Extract START

MG-RAST version 3.2 contains a number of usability updates. In addition we have updated the database underlying our sequence similarity searches. All old jobs will be updated, new jobs are automatically run against the new database. The new version supports better handling of metadata and has a new uploader to help ease the data transfer process. A command line uploader is available for sites with low bandwidth. In addition to new quality control tools, the new version also includes support for metadata for the indoor environment (see Sloan Built Environment Program). Finally, MG-RAST is now maintained on github under a BSD license.
Our upload has been revamped to provide more feedback and control about the process to the user. You can upload an validate metadata via a template file and get instant feedback on validity of your uploaded data. This allows the user to delete the uploaded file, upload a fixed version and be sure to discover simple errors before submission. Users can also use command line uploads to a private (and secure) directory using tools like cURL. The files are uploaded to a private user inbox. The user can delete and unpack files in their inbox. The interface allows the user to pick and validate files for the different submission requirements: metadata, sequence file, additional files. When all requirements are met, the user can perform the actual submission.
2. M5NR update
We have updated the underlying protein and DNA database (see m5nr). The new databases incorporated include: Updated Genbank, Phage (specs), fungal (specs), and others.
Note: we are using the final public release of KEGG, we can not offer access the current version as it requires licensing.
Ability to calculate unifrac and weighted unifrac distances among MG-RAST 16s annotations – will be available in all tools that utilize distance metrics — PCoA, Heatmap-dendrogram
4. Quality visualizations
We have added additional data summarizing tools to the Overview page: a base-call visualization and a kmer spectrum summary. These permit the identification of certain classes of problems with datasets and provide annotation-free characterization of sequence diversity and potential for assembly. The kmer-rank-abundance visualization can be interpreted as coverage vs genome size, and will reveal if considerable amounts of the dataset are explained by small amounts of unique sequence.

Extract END
Data section START

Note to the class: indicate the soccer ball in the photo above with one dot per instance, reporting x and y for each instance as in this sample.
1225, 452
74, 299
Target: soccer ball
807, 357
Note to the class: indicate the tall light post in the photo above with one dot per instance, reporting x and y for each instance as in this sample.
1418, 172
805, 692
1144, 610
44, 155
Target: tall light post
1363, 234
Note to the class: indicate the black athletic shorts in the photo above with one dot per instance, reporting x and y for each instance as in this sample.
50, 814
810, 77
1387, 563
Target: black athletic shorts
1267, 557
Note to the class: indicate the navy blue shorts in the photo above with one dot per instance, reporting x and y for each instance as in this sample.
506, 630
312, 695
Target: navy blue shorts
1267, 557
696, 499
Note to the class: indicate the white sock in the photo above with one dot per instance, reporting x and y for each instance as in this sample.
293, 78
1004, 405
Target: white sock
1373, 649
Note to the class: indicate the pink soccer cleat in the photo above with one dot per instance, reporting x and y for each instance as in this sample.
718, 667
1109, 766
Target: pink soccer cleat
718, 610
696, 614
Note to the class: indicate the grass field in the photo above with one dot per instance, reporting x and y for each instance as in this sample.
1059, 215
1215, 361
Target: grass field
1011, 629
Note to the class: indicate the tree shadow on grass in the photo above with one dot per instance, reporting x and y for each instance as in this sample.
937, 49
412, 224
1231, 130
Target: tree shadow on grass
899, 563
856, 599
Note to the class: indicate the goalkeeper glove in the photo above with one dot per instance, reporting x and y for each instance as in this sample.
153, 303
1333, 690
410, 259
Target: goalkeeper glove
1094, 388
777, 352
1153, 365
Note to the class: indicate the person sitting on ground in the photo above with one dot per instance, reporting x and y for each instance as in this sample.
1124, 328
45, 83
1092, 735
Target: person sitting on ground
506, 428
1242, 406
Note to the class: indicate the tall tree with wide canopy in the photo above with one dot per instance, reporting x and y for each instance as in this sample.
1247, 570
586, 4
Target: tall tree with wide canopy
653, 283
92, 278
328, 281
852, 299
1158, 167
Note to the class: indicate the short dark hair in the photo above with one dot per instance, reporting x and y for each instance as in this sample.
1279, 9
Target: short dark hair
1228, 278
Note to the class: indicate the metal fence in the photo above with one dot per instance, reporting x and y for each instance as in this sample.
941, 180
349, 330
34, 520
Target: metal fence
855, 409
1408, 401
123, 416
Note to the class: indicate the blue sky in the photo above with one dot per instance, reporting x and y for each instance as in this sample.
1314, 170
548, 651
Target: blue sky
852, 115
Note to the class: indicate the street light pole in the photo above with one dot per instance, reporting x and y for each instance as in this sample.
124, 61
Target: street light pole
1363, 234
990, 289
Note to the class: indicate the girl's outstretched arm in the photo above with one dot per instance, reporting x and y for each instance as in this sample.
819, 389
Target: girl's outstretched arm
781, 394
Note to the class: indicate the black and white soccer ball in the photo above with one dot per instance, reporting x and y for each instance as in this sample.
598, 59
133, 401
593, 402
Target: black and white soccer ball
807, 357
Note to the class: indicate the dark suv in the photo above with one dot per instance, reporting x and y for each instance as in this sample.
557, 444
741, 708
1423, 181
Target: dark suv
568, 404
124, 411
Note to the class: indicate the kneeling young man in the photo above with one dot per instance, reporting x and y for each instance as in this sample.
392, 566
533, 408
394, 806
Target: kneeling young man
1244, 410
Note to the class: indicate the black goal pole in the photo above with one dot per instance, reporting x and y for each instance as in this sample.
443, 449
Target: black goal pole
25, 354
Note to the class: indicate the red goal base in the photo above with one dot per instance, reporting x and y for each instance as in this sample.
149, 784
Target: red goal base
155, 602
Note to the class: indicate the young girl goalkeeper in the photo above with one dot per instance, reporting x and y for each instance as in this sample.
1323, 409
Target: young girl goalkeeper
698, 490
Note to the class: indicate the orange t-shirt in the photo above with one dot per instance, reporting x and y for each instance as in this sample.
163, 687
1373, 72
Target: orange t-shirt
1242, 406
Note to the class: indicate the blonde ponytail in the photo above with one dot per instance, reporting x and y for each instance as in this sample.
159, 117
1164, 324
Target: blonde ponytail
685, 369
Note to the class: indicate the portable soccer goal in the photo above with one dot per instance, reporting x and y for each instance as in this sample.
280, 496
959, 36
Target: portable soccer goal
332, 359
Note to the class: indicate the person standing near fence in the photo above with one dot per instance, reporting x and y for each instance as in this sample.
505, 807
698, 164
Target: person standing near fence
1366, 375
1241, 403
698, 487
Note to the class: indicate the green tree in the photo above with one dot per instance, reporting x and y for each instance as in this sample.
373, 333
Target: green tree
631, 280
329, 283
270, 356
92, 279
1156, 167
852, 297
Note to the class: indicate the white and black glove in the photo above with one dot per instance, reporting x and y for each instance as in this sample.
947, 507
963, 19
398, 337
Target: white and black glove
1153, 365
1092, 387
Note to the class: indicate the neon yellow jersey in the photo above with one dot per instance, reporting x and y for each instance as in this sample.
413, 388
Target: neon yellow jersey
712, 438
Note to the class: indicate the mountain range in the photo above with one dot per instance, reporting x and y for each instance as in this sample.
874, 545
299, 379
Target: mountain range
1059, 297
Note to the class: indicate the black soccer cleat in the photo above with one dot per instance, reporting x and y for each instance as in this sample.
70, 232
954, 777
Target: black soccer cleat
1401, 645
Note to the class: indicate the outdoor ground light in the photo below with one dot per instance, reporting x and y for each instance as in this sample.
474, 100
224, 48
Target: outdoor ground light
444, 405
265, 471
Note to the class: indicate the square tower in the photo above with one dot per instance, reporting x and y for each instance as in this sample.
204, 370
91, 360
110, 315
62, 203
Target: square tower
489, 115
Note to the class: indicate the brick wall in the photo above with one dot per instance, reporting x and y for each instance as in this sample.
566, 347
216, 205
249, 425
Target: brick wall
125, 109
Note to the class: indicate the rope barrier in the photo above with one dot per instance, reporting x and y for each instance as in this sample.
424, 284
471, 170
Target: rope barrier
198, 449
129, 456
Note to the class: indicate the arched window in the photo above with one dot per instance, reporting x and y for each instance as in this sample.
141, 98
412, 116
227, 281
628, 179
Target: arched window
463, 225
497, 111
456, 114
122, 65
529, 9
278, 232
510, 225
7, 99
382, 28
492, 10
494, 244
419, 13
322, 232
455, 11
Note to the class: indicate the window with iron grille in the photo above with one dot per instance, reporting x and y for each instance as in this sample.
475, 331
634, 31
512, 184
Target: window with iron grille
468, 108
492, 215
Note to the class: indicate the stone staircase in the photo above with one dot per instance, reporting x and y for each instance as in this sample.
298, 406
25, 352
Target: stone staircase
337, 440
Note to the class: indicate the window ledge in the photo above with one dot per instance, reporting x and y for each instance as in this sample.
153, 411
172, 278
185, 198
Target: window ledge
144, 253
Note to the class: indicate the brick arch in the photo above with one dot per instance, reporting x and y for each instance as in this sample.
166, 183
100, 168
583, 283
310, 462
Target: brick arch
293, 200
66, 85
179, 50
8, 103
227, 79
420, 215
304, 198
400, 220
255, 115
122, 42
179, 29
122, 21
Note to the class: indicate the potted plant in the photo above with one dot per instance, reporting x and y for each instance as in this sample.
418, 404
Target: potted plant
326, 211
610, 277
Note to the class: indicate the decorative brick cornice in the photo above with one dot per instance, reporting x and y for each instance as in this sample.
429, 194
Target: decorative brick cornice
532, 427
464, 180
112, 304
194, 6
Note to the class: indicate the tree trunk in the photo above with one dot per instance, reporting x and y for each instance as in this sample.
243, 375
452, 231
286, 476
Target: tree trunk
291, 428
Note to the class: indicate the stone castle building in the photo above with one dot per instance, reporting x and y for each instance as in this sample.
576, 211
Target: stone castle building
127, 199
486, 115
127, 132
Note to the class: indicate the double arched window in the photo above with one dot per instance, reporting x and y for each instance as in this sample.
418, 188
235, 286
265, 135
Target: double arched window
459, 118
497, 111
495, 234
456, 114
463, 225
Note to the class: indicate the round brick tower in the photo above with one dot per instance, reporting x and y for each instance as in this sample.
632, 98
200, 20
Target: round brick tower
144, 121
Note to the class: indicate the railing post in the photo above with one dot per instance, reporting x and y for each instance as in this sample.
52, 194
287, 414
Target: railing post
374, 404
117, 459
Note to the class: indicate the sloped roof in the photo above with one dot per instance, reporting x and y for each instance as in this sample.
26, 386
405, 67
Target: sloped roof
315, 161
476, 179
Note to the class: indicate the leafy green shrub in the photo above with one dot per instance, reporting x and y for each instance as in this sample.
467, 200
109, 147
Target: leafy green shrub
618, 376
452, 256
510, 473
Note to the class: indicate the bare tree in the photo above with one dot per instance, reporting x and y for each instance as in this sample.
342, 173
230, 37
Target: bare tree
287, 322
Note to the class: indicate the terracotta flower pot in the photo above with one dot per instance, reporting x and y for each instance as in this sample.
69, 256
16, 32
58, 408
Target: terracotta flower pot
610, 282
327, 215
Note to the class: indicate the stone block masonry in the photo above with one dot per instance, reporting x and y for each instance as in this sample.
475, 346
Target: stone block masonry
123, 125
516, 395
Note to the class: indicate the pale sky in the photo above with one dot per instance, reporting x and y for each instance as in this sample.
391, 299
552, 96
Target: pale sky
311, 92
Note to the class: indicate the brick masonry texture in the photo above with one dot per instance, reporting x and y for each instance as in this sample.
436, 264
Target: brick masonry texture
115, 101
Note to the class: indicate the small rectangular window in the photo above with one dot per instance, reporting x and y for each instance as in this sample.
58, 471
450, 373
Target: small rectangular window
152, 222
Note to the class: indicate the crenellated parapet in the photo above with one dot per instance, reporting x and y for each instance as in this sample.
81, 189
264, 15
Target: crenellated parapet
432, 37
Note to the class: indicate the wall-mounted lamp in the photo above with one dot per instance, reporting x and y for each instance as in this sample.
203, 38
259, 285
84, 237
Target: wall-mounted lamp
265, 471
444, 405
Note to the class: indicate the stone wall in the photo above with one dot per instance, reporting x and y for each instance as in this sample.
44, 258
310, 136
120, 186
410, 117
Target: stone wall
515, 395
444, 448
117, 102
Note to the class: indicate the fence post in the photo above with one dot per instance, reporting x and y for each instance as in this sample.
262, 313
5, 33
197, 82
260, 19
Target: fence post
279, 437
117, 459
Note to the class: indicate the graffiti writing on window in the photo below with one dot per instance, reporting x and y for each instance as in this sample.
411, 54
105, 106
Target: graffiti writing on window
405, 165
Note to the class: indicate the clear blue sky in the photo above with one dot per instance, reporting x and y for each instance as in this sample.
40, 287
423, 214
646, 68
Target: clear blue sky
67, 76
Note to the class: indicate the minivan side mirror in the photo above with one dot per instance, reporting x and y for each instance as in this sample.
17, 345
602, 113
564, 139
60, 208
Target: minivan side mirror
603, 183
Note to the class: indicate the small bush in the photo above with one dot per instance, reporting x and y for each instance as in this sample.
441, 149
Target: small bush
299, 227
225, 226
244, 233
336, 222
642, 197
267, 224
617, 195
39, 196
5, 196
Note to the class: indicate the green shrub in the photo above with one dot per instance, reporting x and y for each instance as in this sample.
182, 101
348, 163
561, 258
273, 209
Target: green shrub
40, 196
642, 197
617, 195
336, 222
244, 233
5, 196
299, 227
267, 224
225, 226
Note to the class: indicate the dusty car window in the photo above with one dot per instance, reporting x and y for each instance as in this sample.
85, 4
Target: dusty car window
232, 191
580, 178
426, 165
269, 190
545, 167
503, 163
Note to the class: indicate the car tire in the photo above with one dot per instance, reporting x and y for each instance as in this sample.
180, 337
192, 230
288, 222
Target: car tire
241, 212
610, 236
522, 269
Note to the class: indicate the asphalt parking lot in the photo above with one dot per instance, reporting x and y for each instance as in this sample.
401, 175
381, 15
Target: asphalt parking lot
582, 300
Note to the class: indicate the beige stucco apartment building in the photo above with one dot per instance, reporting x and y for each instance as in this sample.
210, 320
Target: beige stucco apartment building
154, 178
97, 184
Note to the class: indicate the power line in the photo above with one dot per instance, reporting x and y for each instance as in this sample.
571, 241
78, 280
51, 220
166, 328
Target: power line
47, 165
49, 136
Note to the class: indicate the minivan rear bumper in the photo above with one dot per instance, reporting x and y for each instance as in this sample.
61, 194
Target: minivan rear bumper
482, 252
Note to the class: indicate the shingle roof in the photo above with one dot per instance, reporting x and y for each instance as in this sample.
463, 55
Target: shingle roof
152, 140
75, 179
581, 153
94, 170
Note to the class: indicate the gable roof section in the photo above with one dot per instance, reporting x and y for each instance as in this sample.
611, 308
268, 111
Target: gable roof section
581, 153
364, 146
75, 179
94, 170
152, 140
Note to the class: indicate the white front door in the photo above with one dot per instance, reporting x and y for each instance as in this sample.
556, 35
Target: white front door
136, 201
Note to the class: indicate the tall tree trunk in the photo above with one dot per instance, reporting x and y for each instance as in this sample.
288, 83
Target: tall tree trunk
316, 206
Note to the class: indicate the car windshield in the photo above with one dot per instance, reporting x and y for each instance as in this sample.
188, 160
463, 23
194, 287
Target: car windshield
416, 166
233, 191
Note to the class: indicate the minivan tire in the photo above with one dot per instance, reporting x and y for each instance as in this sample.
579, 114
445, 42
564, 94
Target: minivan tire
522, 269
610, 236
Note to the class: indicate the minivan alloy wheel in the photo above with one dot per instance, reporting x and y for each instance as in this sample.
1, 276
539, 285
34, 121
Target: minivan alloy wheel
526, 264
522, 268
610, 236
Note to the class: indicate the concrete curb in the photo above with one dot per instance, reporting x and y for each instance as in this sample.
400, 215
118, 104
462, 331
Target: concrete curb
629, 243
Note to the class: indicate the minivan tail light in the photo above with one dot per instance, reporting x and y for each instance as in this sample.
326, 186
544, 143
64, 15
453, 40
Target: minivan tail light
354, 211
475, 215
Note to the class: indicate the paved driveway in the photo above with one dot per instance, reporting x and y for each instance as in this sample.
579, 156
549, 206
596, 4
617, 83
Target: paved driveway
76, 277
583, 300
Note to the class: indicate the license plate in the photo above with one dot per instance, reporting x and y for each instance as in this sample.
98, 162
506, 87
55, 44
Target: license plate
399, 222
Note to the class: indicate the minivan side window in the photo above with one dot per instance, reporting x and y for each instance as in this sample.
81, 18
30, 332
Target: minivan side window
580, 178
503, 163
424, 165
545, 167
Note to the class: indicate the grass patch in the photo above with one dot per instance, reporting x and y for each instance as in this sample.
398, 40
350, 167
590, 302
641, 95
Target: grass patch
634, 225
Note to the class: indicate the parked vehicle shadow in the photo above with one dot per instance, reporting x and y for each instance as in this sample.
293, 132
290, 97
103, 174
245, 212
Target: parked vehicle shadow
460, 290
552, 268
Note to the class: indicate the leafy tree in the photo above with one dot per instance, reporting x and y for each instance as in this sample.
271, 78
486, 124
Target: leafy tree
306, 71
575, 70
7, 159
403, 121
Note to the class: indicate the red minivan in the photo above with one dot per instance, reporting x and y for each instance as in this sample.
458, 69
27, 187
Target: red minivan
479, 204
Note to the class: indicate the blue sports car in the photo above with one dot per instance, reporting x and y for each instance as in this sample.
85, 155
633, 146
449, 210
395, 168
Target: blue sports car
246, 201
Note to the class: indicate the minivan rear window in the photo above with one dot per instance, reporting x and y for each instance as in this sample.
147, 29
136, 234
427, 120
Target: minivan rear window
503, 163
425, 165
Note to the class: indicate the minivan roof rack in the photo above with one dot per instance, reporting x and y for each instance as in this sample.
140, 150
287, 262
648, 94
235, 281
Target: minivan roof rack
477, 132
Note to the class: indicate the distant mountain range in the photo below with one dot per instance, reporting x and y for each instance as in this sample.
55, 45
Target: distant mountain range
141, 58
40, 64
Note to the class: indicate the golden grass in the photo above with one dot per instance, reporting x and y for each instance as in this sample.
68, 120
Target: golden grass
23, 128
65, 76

Data section END

> What to work on
Change the portion of the MG-RAST release notes between "Ability to calculate" and "of unique sequence.", inclusive, by substituting "Summary" for "Overview", and present the revised passage. Rely only on the text, not on the data, for what follows.

> Response below
Ability to calculate unifrac and weighted unifrac distances among MG-RAST 16s annotations – will be available in all tools that utilize distance metrics — PCoA, Heatmap-dendrogram
4. Quality visualizations
We have added additional data summarizing tools to the Summary page: a base-call visualization and a kmer spectrum summary. These permit the identification of certain classes of problems with datasets and provide annotation-free characterization of sequence diversity and potential for assembly. The kmer-rank-abundance visualization can be interpreted as coverage vs genome size, and will reveal if considerable amounts of the dataset are explained by small amounts of unique sequence.